§ **Given request A**
Answer these from the forum thread about a betta's shredded fins:
(i) Where was the betta bought?
(ii) What size tank is the betta in now?
(iii) According to dramaqueen, what could cause the shredded fins?
§ **Given request B**
Carry on the forum thread about the betta's shredded fins from the point it stops.

═════ Source excerpt

# Shredded fins



## JCBETTA (May 13, 2009)

I am new to the betta adventure. So please, excuse the dumb questions I might ask. Just bought my first betta, Frank Jr., at Wally World. Wasn't looking for a fish, just picked up the little cup he was in, and I don't know if we made eye contact or not, but I had to have him. Have always loved animals and he is part of the family now and we want him to be as happy as him can be. First dumb question. Frank Jr.'s fins seem to be shredded. What is the problem?


----------



## crowntail lover (Apr 25, 2009)

more information please????


----------



## JCBETTA (May 13, 2009)

What kind of info?


----------



## crowntail lover (Apr 25, 2009)

About is condition....What he looks like......Mellow, hyper, old, young.....


----------



## dramaqueen (Jul 7, 2008)

Shredded fins could be from finrot. The water in those cups is usually filthy. Just keep his water clean.What size tank or bowl is he in? And ask all the questions you want. There are no dumb questions.


----------



## JCBETTA (May 13, 2009)

He seems healthy. He reacts to me coming to the tank and acts really frisky. His fins just seem stringy compared to all the pics I've seen on the net. Bare with me, I really want to learn all I can to make his life as good as it can be.


----------



## crowntail lover (Apr 25, 2009)

Are the discolored?? Because it def could be finrot....


----------



## JCBETTA (May 13, 2009)

He is in one gallon tank. I want to get him into atleast a 5 gallon.


----------



## dramaqueen (Jul 7, 2008)

══════════
═════ Material

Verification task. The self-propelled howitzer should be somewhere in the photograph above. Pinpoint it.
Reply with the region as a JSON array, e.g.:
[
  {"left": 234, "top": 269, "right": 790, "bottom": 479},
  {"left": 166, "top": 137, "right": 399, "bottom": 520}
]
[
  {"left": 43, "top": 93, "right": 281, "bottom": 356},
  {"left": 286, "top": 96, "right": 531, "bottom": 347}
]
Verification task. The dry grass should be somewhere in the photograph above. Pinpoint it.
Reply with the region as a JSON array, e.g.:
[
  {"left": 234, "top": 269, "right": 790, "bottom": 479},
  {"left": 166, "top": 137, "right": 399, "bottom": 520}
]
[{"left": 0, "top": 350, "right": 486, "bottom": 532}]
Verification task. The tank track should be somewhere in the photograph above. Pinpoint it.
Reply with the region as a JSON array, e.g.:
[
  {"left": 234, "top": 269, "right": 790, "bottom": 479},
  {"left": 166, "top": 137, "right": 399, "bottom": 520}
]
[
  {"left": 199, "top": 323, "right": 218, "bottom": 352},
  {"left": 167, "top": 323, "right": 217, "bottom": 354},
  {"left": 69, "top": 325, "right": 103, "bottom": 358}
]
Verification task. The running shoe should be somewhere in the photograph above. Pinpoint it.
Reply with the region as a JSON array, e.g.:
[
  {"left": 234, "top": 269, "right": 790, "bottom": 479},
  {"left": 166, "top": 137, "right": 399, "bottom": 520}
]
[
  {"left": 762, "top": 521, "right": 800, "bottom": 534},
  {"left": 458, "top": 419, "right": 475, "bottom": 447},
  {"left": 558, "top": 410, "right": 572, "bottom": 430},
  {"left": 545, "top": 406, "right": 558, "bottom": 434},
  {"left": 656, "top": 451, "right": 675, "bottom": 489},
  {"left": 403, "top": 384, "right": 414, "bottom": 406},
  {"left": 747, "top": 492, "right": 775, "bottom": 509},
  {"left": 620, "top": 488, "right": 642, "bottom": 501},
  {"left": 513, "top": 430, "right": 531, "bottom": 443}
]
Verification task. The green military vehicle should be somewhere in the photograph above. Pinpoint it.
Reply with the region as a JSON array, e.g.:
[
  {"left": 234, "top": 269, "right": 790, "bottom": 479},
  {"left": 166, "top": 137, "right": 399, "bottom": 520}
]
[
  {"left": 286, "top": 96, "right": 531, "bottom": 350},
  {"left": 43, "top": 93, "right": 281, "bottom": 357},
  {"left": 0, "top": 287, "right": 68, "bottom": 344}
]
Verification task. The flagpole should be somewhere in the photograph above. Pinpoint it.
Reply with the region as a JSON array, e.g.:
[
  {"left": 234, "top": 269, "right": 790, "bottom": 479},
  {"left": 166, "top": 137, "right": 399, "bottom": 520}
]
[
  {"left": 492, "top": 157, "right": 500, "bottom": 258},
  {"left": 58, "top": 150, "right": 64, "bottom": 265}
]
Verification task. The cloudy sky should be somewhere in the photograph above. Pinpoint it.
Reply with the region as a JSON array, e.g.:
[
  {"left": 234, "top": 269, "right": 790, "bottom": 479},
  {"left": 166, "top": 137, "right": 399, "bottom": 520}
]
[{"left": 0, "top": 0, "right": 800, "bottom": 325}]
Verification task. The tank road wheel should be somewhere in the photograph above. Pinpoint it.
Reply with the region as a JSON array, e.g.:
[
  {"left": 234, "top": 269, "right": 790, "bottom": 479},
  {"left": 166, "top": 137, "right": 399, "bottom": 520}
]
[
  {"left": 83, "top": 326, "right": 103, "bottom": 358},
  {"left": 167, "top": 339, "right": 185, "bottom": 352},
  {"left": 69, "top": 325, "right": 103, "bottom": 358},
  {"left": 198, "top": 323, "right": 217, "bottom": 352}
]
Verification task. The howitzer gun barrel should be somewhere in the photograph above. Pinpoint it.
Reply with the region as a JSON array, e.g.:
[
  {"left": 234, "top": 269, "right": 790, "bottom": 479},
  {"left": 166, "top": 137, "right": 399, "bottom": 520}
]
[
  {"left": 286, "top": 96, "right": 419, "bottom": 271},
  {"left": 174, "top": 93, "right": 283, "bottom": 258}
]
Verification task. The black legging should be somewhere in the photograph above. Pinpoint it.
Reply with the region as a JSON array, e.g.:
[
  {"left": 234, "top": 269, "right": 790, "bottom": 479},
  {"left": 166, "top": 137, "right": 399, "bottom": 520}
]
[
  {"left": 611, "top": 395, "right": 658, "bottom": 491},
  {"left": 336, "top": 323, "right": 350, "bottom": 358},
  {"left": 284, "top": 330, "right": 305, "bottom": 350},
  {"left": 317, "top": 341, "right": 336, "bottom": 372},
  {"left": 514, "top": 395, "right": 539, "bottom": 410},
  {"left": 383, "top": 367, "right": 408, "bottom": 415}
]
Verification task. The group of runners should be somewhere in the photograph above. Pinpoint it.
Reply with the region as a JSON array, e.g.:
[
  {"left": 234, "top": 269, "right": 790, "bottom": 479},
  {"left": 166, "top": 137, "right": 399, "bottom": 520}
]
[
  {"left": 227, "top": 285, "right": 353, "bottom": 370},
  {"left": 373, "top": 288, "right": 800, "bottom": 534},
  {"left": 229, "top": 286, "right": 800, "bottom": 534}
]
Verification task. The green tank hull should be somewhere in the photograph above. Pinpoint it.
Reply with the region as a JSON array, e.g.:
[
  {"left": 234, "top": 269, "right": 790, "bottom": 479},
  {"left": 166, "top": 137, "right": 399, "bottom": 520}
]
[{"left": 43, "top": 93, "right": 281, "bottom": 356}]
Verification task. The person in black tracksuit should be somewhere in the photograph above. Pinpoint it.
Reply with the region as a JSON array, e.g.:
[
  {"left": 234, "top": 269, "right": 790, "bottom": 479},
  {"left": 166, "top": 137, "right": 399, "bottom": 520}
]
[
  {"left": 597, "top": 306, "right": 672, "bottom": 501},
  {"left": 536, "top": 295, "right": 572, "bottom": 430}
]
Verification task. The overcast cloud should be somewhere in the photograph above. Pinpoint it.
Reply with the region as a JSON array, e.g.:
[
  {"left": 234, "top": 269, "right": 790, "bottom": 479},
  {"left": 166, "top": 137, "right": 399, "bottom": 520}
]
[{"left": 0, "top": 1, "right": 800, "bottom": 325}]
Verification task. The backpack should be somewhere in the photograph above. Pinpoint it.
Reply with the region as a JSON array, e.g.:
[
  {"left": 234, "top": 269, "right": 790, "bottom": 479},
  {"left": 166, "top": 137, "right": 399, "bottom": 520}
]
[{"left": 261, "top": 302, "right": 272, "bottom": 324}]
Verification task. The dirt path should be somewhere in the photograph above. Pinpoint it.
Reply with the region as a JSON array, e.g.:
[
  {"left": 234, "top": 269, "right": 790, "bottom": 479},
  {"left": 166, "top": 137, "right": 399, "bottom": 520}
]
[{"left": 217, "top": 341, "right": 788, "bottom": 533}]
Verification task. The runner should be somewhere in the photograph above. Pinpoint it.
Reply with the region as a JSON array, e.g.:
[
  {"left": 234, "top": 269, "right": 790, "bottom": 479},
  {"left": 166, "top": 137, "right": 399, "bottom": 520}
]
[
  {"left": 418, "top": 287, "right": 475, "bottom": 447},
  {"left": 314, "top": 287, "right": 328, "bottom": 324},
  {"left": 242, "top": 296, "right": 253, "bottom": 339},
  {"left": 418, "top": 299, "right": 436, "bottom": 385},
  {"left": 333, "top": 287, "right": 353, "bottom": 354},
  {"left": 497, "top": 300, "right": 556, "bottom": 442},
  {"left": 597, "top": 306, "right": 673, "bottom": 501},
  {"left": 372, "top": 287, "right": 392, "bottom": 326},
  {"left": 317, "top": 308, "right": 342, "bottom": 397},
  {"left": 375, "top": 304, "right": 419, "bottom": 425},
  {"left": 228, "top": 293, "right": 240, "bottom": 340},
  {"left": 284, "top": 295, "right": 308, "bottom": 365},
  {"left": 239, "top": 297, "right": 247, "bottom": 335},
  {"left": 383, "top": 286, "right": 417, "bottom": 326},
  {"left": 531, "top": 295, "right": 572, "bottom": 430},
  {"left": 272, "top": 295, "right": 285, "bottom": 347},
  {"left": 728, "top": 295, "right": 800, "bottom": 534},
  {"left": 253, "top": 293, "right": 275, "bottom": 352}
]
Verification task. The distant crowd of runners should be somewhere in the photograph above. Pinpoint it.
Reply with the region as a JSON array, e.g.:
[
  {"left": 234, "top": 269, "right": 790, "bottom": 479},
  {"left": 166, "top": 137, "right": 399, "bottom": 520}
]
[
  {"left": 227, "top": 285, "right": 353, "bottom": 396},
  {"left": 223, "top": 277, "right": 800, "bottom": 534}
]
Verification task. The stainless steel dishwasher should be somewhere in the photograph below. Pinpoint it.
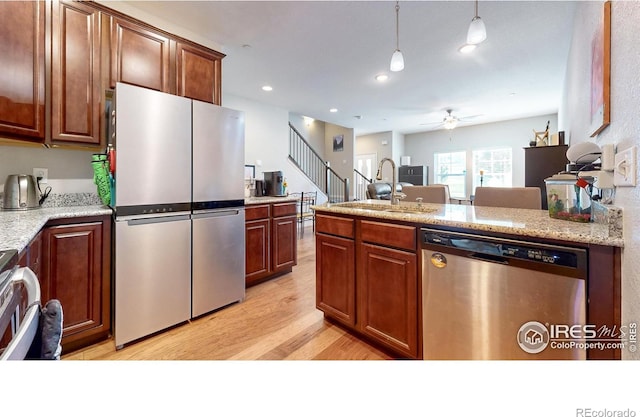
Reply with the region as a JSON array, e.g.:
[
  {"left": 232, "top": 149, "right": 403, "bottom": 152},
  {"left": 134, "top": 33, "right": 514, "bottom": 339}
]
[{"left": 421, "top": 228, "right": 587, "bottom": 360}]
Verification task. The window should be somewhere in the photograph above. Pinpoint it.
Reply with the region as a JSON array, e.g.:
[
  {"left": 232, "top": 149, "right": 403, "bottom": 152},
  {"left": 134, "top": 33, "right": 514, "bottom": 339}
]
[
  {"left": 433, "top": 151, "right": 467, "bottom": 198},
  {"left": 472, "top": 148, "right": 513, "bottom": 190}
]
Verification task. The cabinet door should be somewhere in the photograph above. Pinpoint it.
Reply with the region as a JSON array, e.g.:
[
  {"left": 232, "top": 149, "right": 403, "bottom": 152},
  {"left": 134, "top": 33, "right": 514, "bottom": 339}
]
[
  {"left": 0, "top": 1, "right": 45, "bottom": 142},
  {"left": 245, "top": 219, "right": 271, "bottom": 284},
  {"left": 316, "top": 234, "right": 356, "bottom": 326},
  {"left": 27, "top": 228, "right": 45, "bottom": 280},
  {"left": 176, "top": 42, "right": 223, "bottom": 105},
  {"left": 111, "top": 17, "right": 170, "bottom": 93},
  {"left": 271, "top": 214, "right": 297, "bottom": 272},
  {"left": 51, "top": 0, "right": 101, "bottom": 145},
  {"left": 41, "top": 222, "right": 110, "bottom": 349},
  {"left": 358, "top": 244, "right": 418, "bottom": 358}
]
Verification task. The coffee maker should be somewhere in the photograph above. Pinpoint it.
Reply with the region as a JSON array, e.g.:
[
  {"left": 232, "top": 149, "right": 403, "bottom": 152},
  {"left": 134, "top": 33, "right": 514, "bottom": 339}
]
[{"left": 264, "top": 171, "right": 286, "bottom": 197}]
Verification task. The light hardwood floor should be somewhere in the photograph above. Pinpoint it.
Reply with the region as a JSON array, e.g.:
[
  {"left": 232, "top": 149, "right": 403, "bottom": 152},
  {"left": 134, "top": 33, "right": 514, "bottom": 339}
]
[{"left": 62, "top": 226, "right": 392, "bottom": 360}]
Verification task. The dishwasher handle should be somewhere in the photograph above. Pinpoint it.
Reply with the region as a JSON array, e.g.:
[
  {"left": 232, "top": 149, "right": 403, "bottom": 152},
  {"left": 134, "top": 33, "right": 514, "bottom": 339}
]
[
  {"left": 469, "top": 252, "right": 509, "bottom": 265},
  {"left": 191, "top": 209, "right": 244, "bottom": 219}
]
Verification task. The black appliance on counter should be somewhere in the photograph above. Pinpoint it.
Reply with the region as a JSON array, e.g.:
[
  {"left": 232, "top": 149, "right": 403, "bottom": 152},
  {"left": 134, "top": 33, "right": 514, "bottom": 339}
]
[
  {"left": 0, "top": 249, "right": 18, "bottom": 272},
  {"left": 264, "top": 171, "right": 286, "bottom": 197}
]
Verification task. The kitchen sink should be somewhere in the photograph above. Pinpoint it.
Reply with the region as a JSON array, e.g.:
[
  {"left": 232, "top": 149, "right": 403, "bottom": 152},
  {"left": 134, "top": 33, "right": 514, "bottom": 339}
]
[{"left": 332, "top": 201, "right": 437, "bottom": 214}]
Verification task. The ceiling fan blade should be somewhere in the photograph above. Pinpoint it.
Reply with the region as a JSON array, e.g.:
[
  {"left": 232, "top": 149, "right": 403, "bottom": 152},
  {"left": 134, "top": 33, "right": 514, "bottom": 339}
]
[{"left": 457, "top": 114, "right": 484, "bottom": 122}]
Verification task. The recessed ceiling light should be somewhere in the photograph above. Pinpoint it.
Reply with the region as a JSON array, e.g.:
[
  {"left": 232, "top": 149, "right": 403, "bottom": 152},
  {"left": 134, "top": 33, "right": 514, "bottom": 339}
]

══════════

§ **Expected output A**
(i) Wally World
(ii) A one gallon tank
(iii) Finrot

§ **Expected output B**
Are all his fins like that?


----------



## dramaqueen (Jul 7, 2008)

A 5 gallon would be great.


----------



## crowntail lover (Apr 25, 2009)

I am sure he would love that! ;]


----------



## JCBETTA (May 13, 2009)

Yes, all are like that.


----------



## AngelicScars (May 5, 2009)

Could you snap a pic of him and post it?


----------



## crowntail lover (Apr 25, 2009)

Are the discolored. If not it could be from old age. My first betta was bought at a young age and when he died three years later his fins were shreded loooking


----------



## crowntail lover (Apr 25, 2009)

That would help...


----------



## dramaqueen (Jul 7, 2008)

If his fins are all "spiky" looking, he may not have finrot at all. He may be a crowntail.


----------



## crowntail lover (Apr 25, 2009)

He prob is. But crowntails get fines that look shreded when they are older......
How big is he?


----------



## dramaqueen (Jul 7, 2008)

Someone new to bettas may not be familiar with crowntails.


----------



## AngelicScars (May 5, 2009)

crowntail lover said:


> He prob is. But crowntails get fines that look shreded when they are older......
> How big is he?


Really? I didn't know that. Mine is like that, but he is MUCH smaller then Rex, my other male Betta.


----------



## crowntail lover (Apr 25, 2009)

I was just informing


----------



## AngelicScars (May 5, 2009)

Oh yeah, I'm finding out new stuff every day, it's very interesting.


----------



## dramaqueen (Jul 7, 2008)

My first real experience with a betta was when I fish sat for a neighbor's betta. One day he was laying on the bottom and I thought there was something wrong with him. I looked it up on the internet and found out that bettas like to rest on the bottom every now and then and it was nothing to worry about.


----------



## Red Betta (May 14, 2009)

Is it possible he is a crowntail. I think it's crowntails that looks like their fins are shredded, but it might be a different kind. 

Anyways, it may just be the kind of betta he is


----------



## JCBETTA (May 13, 2009)

*CT*

After looking at specifically CT pics, I think he may be a CT. Like I said in the begining, I am new to this and really look forward to learning more from everyone on this site. Thanks.


----------



## dramaqueen (Jul 7, 2008)

Good luck with your betta.


----------



## qweman (Apr 27, 2009)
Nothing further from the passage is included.